> Description of the task
Reproduce, character for character, everything from the line containing "rough mask: <svg" down to the end of the material below.

(Data supplied begins)

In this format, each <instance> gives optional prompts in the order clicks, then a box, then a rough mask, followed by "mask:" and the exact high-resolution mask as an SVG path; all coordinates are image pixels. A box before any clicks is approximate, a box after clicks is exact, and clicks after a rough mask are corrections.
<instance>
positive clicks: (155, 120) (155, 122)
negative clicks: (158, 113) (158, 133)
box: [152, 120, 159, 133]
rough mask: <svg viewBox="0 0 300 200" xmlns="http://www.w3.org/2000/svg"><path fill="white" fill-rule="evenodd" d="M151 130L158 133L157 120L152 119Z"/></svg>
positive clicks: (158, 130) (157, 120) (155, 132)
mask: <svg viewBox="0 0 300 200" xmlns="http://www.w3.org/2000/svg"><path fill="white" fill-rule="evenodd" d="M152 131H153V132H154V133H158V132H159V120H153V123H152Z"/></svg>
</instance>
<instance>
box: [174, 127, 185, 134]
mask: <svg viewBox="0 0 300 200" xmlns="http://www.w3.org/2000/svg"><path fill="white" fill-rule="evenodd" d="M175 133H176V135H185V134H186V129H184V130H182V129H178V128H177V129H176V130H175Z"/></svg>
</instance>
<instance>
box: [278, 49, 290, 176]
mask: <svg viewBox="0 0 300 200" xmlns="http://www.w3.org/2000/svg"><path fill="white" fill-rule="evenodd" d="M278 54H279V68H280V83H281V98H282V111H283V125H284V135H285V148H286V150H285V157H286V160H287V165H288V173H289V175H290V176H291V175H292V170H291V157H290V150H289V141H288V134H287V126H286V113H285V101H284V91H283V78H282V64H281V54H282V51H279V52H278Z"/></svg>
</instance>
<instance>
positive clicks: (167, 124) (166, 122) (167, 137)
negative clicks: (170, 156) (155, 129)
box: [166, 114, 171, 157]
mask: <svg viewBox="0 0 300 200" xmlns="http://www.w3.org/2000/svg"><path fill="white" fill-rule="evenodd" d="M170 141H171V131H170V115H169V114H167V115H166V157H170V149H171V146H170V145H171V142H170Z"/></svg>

(Data supplied ends)

> Exercise solution
rough mask: <svg viewBox="0 0 300 200" xmlns="http://www.w3.org/2000/svg"><path fill="white" fill-rule="evenodd" d="M151 130L158 133L157 120L152 119Z"/></svg>
positive clicks: (158, 130) (157, 120) (155, 132)
mask: <svg viewBox="0 0 300 200" xmlns="http://www.w3.org/2000/svg"><path fill="white" fill-rule="evenodd" d="M152 131H153V132H154V133H158V132H159V120H153V123H152Z"/></svg>
</instance>
<instance>
box: [174, 127, 185, 134]
mask: <svg viewBox="0 0 300 200" xmlns="http://www.w3.org/2000/svg"><path fill="white" fill-rule="evenodd" d="M175 133H176V135H185V134H186V129H184V130H182V129H178V128H177V129H176V130H175Z"/></svg>
</instance>
<instance>
box: [278, 49, 290, 176]
mask: <svg viewBox="0 0 300 200" xmlns="http://www.w3.org/2000/svg"><path fill="white" fill-rule="evenodd" d="M278 54H279V68H280V83H281V98H282V111H283V125H284V135H285V148H286V150H285V157H286V160H287V165H288V173H289V175H290V176H291V175H292V170H291V157H290V150H289V141H288V134H287V126H286V113H285V101H284V91H283V78H282V64H281V54H282V51H279V52H278Z"/></svg>
</instance>
<instance>
positive clicks: (167, 124) (166, 122) (167, 137)
negative clicks: (170, 156) (155, 129)
box: [166, 114, 171, 157]
mask: <svg viewBox="0 0 300 200" xmlns="http://www.w3.org/2000/svg"><path fill="white" fill-rule="evenodd" d="M170 141H171V131H170V115H169V114H167V115H166V157H170V149H171V146H170V145H171V142H170Z"/></svg>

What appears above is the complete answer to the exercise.